***** Source extract *****

However, the lender’s chief executive, Noel Quinn, used Monday’s earnings announcement to hit back at demands for a breakup, defending the bank’s strategy and stressing its success was dependent on maintaining its global network.
Quinn told reporters that the bank had hired external lawyers and consultants to consider the costs and benefits of a split but ultimately determined: “Alternative structural options will not deliver increased value for shareholders.”
He said: “Rather, they would have a material negative impact on value, and our current strategy is the fastest and safest way to get to the higher returns and dividends we all want to see … The primary factor is about disruption to, and potential loss of, the international synergies.”
He said HSBC’s analysis showed that carving out a relatively small European bank in a single market could cost more than $2bn, “and even then, has a high risk of failure. So you can understand the risks of standing up separate entities for a franchise of our size … the cost and execution risks over a three-to-five-year period are material.”
Quinn also rebuffed calls by the Hong Kong politician Christine Fong for Ping An to take a seat on HSBC’s board. Quinn claimed any such move could pose a conflict of interest “given the overlapping business models and given the overlaps in geography”.

***** Extracted entries *****

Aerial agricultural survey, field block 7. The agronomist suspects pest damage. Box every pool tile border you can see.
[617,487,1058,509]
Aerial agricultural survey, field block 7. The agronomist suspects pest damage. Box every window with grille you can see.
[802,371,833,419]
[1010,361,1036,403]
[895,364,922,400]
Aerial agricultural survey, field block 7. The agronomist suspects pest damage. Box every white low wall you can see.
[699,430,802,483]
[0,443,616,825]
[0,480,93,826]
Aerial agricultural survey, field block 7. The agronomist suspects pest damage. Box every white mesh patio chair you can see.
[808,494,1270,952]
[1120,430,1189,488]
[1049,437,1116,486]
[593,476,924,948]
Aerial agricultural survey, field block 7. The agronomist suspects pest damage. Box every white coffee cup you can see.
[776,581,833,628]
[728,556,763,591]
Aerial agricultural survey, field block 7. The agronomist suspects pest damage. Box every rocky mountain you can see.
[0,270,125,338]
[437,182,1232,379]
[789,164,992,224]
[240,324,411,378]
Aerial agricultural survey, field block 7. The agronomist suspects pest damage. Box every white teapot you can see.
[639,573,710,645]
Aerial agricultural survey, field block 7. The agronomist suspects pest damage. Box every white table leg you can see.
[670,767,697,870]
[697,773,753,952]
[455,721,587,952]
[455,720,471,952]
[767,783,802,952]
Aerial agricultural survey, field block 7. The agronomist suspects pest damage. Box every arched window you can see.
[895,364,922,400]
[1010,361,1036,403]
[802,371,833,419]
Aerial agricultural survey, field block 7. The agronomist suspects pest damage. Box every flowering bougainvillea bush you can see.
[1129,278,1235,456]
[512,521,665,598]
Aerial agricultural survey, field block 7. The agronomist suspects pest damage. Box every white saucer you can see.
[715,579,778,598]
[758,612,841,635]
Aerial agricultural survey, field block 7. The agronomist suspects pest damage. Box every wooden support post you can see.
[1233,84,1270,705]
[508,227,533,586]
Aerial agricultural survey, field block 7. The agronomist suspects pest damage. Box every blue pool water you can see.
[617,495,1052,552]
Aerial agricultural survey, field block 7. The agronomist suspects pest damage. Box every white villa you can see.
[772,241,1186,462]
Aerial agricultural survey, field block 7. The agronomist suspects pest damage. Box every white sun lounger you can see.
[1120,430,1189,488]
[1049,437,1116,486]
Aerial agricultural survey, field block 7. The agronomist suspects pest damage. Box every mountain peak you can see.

*****

### Work to do
A - Rewrite the records, beginning at their first line and stopping after the line that contains "[512,521,665,598]". Change "agronomist" to "farm manager" each time it appears and leave everything else as it is.
B - Extend the article on HSBC's rejection of a breakup, picking up after its final sentence.
The HSBC text and the records are unrelated material.

### Answers below
A -
Aerial agricultural survey, field block 7. The farm manager suspects pest damage. Box every pool tile border you can see.
[617,487,1058,509]
Aerial agricultural survey, field block 7. The farm manager suspects pest damage. Box every window with grille you can see.
[802,371,833,419]
[1010,361,1036,403]
[895,364,922,400]
Aerial agricultural survey, field block 7. The farm manager suspects pest damage. Box every white low wall you can see.
[699,430,802,483]
[0,443,616,825]
[0,480,93,826]
Aerial agricultural survey, field block 7. The farm manager suspects pest damage. Box every white mesh patio chair you can see.
[808,494,1270,952]
[1120,430,1189,488]
[1049,437,1116,486]
[593,476,924,948]
Aerial agricultural survey, field block 7. The farm manager suspects pest damage. Box every white coffee cup you can see.
[776,581,833,628]
[728,556,763,591]
Aerial agricultural survey, field block 7. The farm manager suspects pest damage. Box every rocky mountain you can see.
[0,270,125,338]
[437,182,1232,379]
[789,164,992,224]
[240,324,411,378]
Aerial agricultural survey, field block 7. The farm manager suspects pest damage. Box every white teapot you can see.
[639,573,710,645]
Aerial agricultural survey, field block 7. The farm manager suspects pest damage. Box every white table leg you can see.
[670,767,697,870]
[697,773,753,952]
[455,721,587,952]
[455,720,471,952]
[767,783,802,952]
Aerial agricultural survey, field block 7. The farm manager suspects pest damage. Box every arched window you can see.
[895,364,922,400]
[1010,361,1036,403]
[802,371,833,419]
Aerial agricultural survey, field block 7. The farm manager suspects pest damage. Box every flowering bougainvillea bush you can see.
[1129,278,1235,456]
[512,521,665,598]

B -
Ping An is the latest in a line of critics putting pressure on HSBC, which has been pushed to consider its loyalties amid political tensions between the east and west after controversially accepting China’s authoritarian crackdown on democracy in Hong Kong in 2020.
However, Quinn denied that calls for a split were politically motivated. “The conversations between ourselves and Ping An have been purely around commercial issues. We do not see this as an issue of politics,” he said.
“We believe also that the strategy that we’re pursuing as an international bank, alongside many of our peers and global competitors, is a strategy has stood in good stead over the past 157 years and will continue to serve us well.”